▶ What the exercise asks
Return the lines of the data below starting at the one holding "Exercise. Mark the green tree" and ending at the one holding "Exercise. Mark the dog's ear", word for word, leaving every picture out.

▶ Input
----------------

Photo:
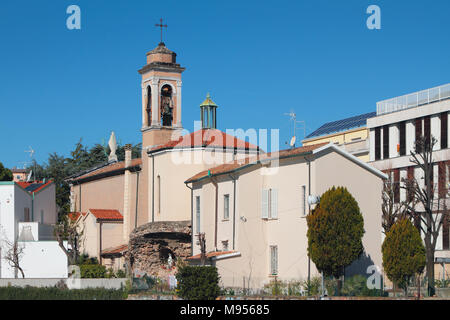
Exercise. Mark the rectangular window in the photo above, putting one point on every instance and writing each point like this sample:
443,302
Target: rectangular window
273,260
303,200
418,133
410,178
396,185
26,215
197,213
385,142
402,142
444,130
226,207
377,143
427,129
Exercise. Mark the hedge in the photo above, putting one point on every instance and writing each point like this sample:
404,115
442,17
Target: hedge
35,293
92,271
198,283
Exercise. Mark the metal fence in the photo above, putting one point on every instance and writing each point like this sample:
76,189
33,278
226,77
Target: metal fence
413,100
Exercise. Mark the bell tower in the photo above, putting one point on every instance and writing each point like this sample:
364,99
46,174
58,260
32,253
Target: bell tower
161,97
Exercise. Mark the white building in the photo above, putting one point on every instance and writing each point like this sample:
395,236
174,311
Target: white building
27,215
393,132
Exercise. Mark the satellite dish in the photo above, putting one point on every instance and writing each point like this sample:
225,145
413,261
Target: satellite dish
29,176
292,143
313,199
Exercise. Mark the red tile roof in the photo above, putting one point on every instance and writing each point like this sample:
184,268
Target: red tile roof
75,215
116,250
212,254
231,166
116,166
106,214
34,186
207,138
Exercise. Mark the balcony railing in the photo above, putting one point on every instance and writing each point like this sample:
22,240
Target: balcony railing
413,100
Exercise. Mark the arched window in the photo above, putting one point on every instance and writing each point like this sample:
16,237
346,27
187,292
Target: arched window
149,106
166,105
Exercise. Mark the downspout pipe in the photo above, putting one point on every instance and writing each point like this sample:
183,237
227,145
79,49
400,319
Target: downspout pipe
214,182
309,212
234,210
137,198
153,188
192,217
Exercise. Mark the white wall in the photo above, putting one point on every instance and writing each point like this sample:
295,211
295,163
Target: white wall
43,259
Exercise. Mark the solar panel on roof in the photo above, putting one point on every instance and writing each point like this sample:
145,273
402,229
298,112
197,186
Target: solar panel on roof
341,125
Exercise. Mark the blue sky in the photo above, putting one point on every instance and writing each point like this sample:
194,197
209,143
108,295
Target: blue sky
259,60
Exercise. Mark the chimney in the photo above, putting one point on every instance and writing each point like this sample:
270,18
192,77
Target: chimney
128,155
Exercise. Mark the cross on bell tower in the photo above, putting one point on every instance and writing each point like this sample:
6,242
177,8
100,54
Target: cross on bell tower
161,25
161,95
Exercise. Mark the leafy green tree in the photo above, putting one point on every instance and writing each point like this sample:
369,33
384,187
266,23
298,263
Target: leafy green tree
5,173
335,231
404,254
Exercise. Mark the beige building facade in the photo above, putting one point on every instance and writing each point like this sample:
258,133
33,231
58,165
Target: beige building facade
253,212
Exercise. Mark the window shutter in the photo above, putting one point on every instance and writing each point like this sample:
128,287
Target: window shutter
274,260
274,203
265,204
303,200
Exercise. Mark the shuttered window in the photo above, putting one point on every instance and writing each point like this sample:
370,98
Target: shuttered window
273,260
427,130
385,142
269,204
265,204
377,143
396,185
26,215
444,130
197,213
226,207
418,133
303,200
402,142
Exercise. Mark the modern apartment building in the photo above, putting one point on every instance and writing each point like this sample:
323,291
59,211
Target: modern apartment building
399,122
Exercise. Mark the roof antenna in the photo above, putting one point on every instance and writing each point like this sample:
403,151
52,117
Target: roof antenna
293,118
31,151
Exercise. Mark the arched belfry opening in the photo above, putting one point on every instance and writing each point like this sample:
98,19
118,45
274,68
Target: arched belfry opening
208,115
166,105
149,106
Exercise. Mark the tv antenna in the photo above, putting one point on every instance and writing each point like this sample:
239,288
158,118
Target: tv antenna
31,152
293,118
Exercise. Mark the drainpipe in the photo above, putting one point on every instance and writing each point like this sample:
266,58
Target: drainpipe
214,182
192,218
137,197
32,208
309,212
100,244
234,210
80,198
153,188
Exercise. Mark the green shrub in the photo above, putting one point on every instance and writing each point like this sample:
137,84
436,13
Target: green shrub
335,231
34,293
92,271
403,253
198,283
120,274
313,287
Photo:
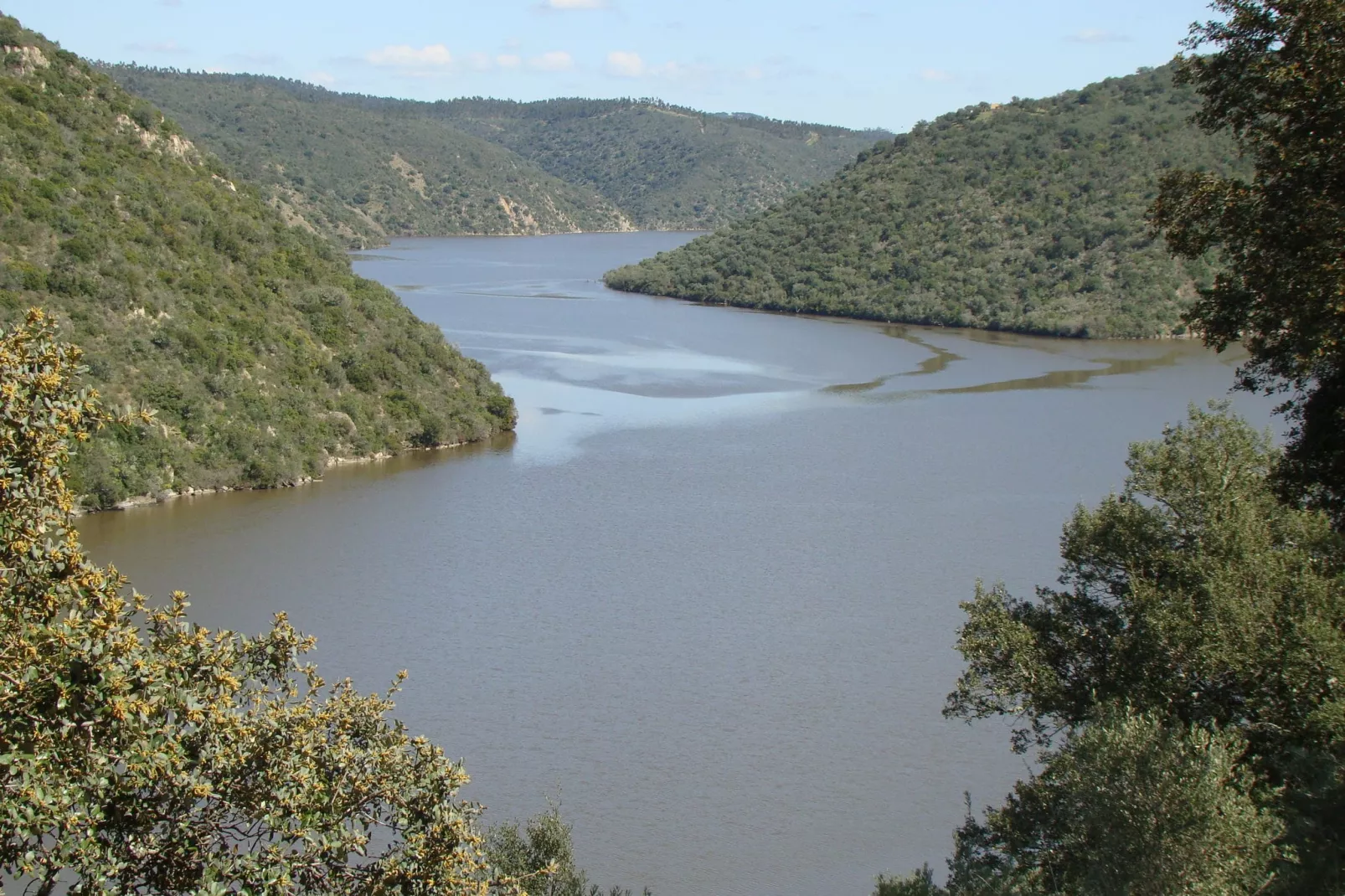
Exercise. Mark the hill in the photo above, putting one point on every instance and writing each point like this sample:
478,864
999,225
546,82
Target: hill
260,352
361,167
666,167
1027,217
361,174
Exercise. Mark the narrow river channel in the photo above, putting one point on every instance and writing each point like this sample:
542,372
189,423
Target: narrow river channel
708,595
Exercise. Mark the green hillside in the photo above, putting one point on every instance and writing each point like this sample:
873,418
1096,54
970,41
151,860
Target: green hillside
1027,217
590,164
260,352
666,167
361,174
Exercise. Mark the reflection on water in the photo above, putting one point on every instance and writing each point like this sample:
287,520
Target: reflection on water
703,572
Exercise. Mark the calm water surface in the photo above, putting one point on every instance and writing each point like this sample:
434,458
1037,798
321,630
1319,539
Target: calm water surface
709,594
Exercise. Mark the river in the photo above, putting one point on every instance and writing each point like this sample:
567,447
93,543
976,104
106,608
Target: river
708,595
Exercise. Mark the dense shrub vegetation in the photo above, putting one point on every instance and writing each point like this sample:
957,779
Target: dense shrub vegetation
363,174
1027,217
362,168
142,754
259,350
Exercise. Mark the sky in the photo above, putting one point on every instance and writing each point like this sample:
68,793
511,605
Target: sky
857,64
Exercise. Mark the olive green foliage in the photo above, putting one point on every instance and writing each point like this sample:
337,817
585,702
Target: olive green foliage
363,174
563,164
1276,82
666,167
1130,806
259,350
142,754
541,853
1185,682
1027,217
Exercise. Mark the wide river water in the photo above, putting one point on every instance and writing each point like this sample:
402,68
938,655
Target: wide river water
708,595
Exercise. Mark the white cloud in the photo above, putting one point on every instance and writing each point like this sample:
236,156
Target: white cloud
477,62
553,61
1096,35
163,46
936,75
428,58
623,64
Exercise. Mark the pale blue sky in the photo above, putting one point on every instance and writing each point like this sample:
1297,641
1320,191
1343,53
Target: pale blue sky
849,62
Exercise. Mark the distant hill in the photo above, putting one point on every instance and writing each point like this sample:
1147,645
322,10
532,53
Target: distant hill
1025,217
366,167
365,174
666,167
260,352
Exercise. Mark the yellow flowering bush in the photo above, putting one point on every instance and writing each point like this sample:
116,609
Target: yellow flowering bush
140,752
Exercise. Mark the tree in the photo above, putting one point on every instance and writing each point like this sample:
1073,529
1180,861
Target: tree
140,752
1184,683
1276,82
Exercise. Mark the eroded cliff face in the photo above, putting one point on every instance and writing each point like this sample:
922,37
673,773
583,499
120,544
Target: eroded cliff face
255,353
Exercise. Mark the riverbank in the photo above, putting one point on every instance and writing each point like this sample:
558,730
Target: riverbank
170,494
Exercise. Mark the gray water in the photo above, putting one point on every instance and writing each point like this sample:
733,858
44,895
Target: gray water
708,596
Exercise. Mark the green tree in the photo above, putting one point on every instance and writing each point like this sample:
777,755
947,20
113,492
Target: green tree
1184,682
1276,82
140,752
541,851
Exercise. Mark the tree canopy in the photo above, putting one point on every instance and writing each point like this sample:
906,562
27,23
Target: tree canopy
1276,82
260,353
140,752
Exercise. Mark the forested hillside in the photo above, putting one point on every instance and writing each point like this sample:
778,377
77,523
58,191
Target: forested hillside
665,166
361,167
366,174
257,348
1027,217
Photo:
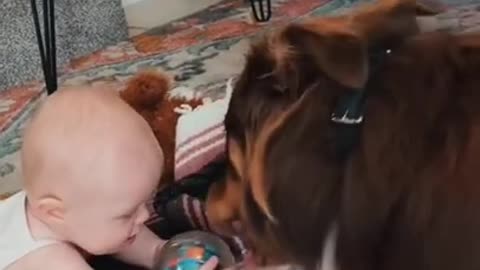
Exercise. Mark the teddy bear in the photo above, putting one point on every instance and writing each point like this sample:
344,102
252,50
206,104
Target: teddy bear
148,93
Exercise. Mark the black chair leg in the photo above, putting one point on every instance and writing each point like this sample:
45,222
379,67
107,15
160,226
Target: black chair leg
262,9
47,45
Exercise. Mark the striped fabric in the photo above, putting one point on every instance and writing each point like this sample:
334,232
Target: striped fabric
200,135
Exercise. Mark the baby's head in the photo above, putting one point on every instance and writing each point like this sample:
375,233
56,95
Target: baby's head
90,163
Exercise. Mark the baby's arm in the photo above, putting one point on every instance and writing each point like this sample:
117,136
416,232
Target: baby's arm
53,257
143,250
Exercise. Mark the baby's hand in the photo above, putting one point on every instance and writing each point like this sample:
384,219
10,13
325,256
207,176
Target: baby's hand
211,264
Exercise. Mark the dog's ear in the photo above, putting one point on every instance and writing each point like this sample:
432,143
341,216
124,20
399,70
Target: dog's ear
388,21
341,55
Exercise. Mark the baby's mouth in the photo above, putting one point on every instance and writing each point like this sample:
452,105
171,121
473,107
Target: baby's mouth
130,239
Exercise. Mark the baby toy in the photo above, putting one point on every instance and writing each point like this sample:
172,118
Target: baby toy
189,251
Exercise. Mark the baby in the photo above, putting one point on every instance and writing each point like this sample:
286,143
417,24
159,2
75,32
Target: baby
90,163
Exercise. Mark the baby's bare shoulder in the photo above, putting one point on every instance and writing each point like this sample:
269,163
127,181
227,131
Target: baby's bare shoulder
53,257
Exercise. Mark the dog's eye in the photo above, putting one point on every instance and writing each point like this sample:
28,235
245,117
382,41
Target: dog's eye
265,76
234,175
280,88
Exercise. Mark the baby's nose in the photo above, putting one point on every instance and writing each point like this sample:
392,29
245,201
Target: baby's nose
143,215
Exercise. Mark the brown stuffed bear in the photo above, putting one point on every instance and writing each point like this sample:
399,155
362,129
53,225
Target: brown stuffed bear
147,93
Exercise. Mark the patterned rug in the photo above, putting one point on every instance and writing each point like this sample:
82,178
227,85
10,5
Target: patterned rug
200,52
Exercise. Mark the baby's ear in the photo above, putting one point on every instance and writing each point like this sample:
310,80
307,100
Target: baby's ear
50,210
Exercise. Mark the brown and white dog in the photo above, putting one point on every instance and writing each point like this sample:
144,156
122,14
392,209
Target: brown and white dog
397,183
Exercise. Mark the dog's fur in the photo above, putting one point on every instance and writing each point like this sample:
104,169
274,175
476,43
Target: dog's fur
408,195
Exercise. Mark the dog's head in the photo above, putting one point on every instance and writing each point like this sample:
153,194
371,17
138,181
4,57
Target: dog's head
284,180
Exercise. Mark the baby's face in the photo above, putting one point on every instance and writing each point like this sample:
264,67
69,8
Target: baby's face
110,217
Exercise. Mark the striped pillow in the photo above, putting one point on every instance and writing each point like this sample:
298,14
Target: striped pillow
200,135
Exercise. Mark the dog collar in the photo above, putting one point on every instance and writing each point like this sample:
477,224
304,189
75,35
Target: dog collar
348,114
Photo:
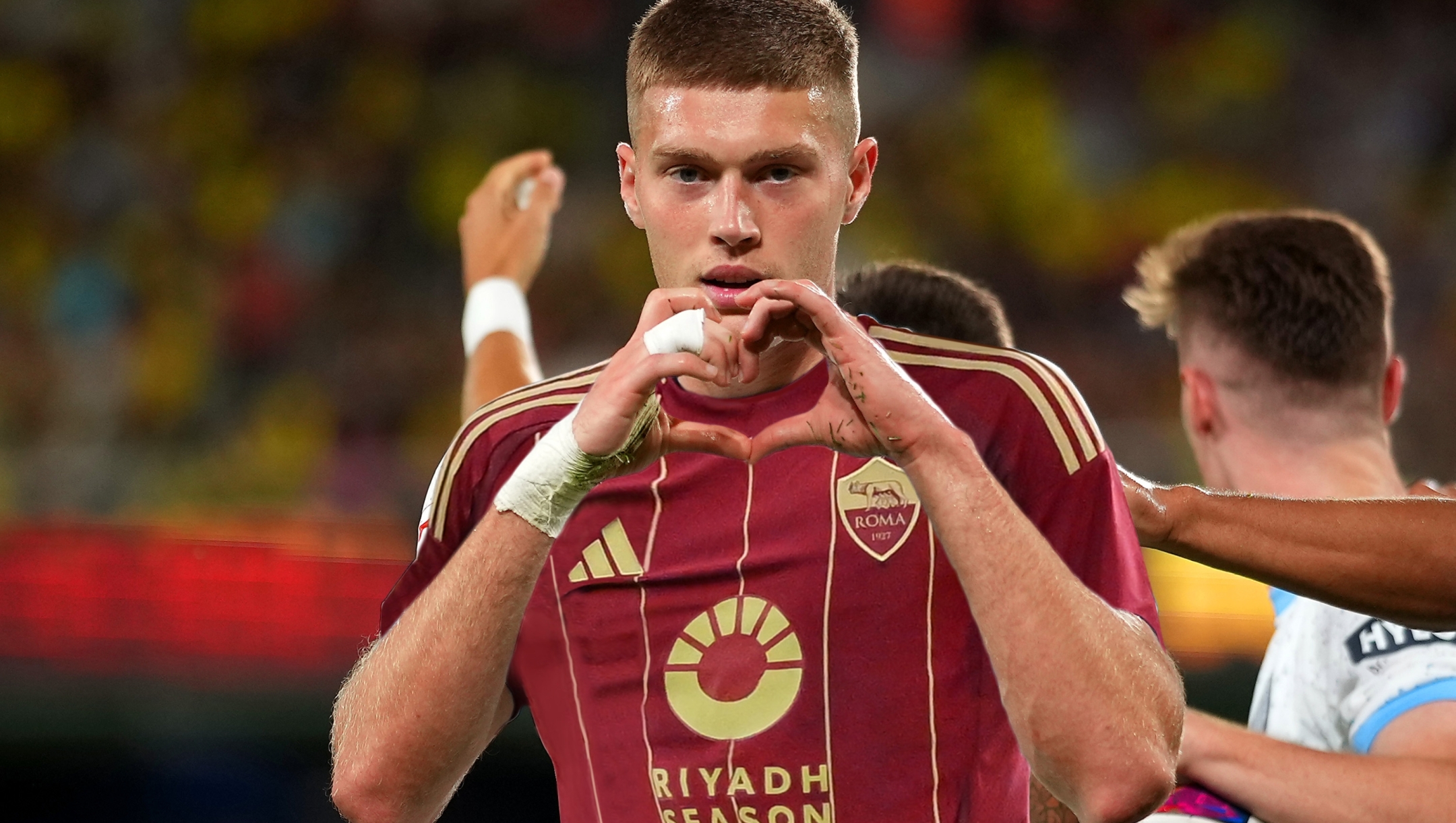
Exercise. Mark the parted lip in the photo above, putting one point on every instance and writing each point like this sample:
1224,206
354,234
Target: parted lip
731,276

----------------

▶ Exercise response
Exercise. Mark the green tree in the photo above, putting one point on every instance and writing each point like this sample:
777,755
947,20
113,492
Target: green tree
1184,682
1276,82
140,752
541,851
Exercise. Mark the tree canopy in the photo above, putting one point on every instance and writing each point like this sample:
906,562
27,23
Target: tree canopy
1276,82
260,353
140,752
Exercise. Mark the forested hillside in the photo above, putting one point on every instance and writing each point like this sample:
778,377
77,523
58,191
Target: forested hillside
665,166
361,167
366,174
257,348
1027,217
Photo:
Exercise. Mark the teddy bear in the photo above, putting one point on every instance and writing each point like this sample:
344,102
252,50
206,104
Target: teddy bear
148,93
Exercise. Mark the black chair leg in the photo above, putting one point on every instance and writing each point like this sample:
45,222
379,67
107,15
160,226
Target: black chair leg
262,9
47,45
Exercise. Mark the striped fabric in the photo above, putting one point on every instance and writing each point like this sample:
334,232
Target: striped fabric
200,135
Exercise. Mark the baby's head in the photo above, putting one point on every instance and writing each point like this sample:
375,233
56,95
Target: baby's head
90,163
Exercise. Mark the baby's arm in the photo above, putting one point on every instance and writing each point like this sample:
117,136
416,232
Target: baby's arm
53,257
143,250
Exercise. Mark the baby's hand in the photo above, putting one point on every instance and writing each point like this sample:
384,219
10,13
325,256
207,176
Target: baby's hand
211,264
Exercise. Mark the dog's ear in the photo above, putting one point on every instance and writing each point like this sample:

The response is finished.